__Brief__
The expected output is the full set of entries, printed exactly, without pictures.
+===+
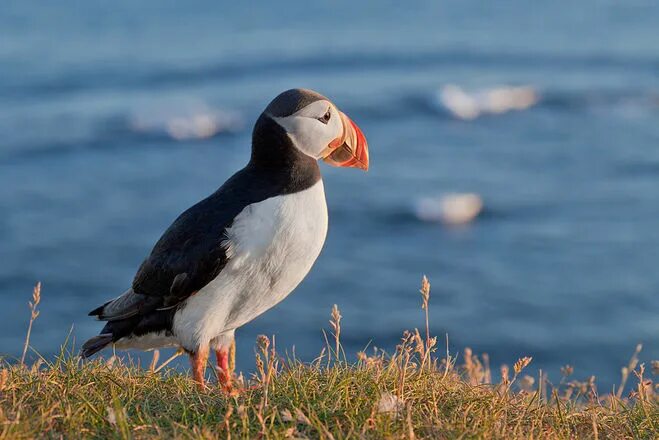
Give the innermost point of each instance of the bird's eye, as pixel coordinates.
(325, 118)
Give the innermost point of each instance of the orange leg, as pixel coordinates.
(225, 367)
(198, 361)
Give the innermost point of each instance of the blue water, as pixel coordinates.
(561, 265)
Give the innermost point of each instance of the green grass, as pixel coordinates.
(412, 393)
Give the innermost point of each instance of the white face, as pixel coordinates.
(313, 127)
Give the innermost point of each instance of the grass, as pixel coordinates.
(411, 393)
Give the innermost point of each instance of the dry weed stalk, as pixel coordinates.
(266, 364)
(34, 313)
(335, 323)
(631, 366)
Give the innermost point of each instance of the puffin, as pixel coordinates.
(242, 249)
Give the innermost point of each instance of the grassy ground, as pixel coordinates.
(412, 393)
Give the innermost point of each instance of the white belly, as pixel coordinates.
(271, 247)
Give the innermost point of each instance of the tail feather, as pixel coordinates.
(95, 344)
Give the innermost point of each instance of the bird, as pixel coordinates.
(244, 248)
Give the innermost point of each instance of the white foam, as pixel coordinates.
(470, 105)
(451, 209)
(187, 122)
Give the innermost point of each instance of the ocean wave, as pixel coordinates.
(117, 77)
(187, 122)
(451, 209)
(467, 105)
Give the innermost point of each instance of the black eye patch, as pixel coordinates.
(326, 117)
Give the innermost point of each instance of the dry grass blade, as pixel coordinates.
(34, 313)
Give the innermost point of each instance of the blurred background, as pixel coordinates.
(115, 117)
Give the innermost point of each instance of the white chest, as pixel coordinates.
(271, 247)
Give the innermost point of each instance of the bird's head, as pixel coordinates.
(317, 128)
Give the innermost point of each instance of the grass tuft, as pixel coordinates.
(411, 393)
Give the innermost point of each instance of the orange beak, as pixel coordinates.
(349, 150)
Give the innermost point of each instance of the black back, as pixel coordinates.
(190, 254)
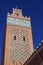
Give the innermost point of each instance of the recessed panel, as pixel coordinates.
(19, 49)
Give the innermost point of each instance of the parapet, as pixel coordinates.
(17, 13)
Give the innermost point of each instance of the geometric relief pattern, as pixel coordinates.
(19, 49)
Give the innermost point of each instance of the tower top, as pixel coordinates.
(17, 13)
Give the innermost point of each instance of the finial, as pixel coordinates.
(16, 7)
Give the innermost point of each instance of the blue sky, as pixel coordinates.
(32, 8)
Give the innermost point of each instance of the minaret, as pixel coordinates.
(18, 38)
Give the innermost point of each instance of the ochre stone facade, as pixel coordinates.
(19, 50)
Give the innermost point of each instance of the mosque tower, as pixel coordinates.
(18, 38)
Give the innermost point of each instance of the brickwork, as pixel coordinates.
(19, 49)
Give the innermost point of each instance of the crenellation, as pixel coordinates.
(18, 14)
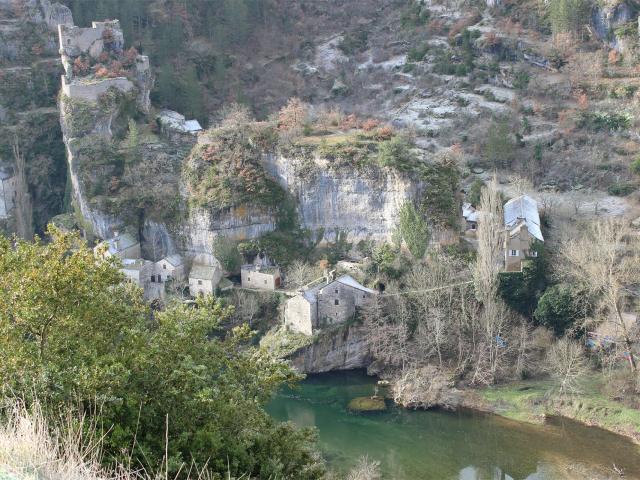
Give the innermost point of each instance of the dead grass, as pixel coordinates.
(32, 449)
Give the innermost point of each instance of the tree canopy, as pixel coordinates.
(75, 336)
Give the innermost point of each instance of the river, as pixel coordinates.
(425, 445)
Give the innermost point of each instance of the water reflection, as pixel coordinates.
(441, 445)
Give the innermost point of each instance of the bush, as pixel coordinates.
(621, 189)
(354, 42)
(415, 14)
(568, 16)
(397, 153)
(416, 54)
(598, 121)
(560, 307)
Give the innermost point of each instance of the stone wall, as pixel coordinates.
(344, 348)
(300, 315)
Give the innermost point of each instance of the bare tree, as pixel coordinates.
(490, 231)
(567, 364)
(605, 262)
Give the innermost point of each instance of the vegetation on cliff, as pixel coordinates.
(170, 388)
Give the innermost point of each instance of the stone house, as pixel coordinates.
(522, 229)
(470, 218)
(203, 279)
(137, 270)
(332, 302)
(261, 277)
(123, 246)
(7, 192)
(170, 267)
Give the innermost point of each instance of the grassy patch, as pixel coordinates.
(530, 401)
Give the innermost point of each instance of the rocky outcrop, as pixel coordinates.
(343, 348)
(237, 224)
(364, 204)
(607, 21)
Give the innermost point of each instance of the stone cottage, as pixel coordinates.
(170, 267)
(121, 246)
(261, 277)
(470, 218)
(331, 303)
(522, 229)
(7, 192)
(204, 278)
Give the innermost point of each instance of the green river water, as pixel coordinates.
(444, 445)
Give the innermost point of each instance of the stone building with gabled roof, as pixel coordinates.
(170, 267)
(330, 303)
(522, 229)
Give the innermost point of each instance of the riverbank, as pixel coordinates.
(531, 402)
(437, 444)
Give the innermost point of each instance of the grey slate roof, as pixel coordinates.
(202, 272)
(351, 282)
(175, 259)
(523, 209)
+===+
__Result for this exercise__
Give the innermost point of each instance of the bird's eye, as pixel coordinates.
(325, 118)
Give the innermost point of each instance of the orange leg, as pixel coordinates.
(225, 367)
(198, 361)
Give the innermost point of each instance of the blue water, as pixel coordinates.
(561, 265)
Give the innermost point of each instance of the green grass, as pixel coordinates.
(412, 393)
Give the innermost point of each instance of the white face, as pixel coordinates.
(313, 127)
Give the innermost point of each instance of the grass, as pixel coordinates.
(411, 393)
Give the innermost point of each instance of the dry weed stalk, as pixel coordinates.
(266, 364)
(34, 313)
(335, 323)
(631, 366)
Give the innermost point of each instance of the puffin, as pixel coordinates.
(242, 249)
Give the innermost point of each instance of the grassy ground, as pixel coordinates.
(412, 393)
Give the innermost point of each instance of the white belly, as pixel coordinates.
(271, 247)
Give the innermost point of each instance of the tail feather, as pixel coordinates.
(95, 344)
Give the innermost point of each instance of the bird, as pixel coordinates.
(244, 248)
Give the innermost point of each instance of the white foam, as pixel coordinates.
(470, 105)
(451, 209)
(187, 122)
Give the innermost point of each instance of the ocean wave, as pixel coordinates.
(117, 77)
(187, 122)
(451, 209)
(467, 105)
Give the innermost point of each instance of the black eye patch, as pixel coordinates.
(326, 117)
Give the innermost point of each instance of the dry grass blade, as pixel coordinates.
(34, 313)
Give the innermost point of each instance of the blurred background, as pixel coordinates.
(115, 117)
Give the innermost point of each instance of the white chest, as pixel coordinates.
(271, 247)
Give the innermost point of each instance of the bird's head, as pixel coordinates.
(317, 128)
Give the innermost point of each instance of the grass tuft, as pixel coordinates.
(411, 393)
Give the innermost point of each instance of the orange beak, as pixel coordinates.
(349, 150)
Give the innermost point of each instance of the black back, as pixel coordinates.
(190, 254)
Give the innermost point of each instance of the recessed panel, as pixel coordinates.
(19, 49)
Give the innermost point of each instance of the parapet, as pixel coordinates.
(17, 13)
Give the innermost point of each instance of the geometric relief pattern, as pixel coordinates.
(19, 49)
Give the innermost point of each instance of the tower top, as pixel coordinates.
(17, 13)
Give the innermost point of each instance of the finial, as pixel coordinates.
(16, 7)
Give the innermost point of each instance of the blue sky, as pixel coordinates.
(32, 8)
Give the innermost point of each instance of the minaret, as pixel coordinates.
(18, 38)
Give the innermost point of each instance of the ochre stone facade, as pixel coordinates.
(19, 50)
Give the innermost point of each instance of the mosque tower, as pixel coordinates.
(18, 38)
Give the innermost point of each instance of the brickwork, as pixel coordinates.
(19, 49)
Give the innermost point of each instance of the crenellation, as pixel coordinates.
(18, 14)
Give the innermost point of each instance of the dead grass, as pixel coordinates.
(32, 449)
Give the innermost point of each instance of the tree canopy, as pixel coordinates.
(75, 336)
Give the innermost point of each instance of the river, as pixel coordinates.
(425, 445)
Give the innermost point of each instance of the water reflection, as pixel coordinates.
(441, 445)
Give the innermost point of each instance of the bush, as pixel coordinates.
(621, 189)
(354, 42)
(415, 14)
(568, 16)
(397, 153)
(416, 54)
(598, 121)
(560, 307)
Give the innermost point of each instance of the stone wall, as pixel coordinates.
(344, 348)
(300, 315)
Give the innermost point of each instance of the bare tree, as pixel coordinates.
(490, 231)
(567, 364)
(605, 262)
Give the innermost point of each instance of the vegetation on cliff, as pixel coordinates.
(170, 388)
Give the innermost point of each instance of the stone house, as pixel coordinates.
(522, 229)
(470, 218)
(203, 279)
(137, 270)
(332, 302)
(261, 277)
(123, 246)
(7, 192)
(170, 267)
Give the innermost point of each instance of the grassy patch, as pixel coordinates.
(530, 401)
Give the innermost point of each instance of the rocky outcrop, as pixel coordinates.
(343, 348)
(237, 224)
(364, 204)
(607, 21)
Give the innermost point of each instance of the stone cottage, as pixel coordinates.
(170, 267)
(121, 246)
(261, 277)
(470, 218)
(331, 303)
(522, 229)
(7, 192)
(204, 278)
Give the innermost point of each instance of the green river water, as pixel coordinates.
(444, 445)
Give the innermost point of each instance of the stone building with gabled roof, as pixel coordinates.
(170, 267)
(330, 303)
(522, 229)
Give the innermost point of each instance of the riverbank, as pixel coordinates.
(531, 402)
(437, 444)
Give the innermost point of each instance of the grey slate roof, as pixel coordinates.
(202, 272)
(351, 282)
(175, 259)
(523, 209)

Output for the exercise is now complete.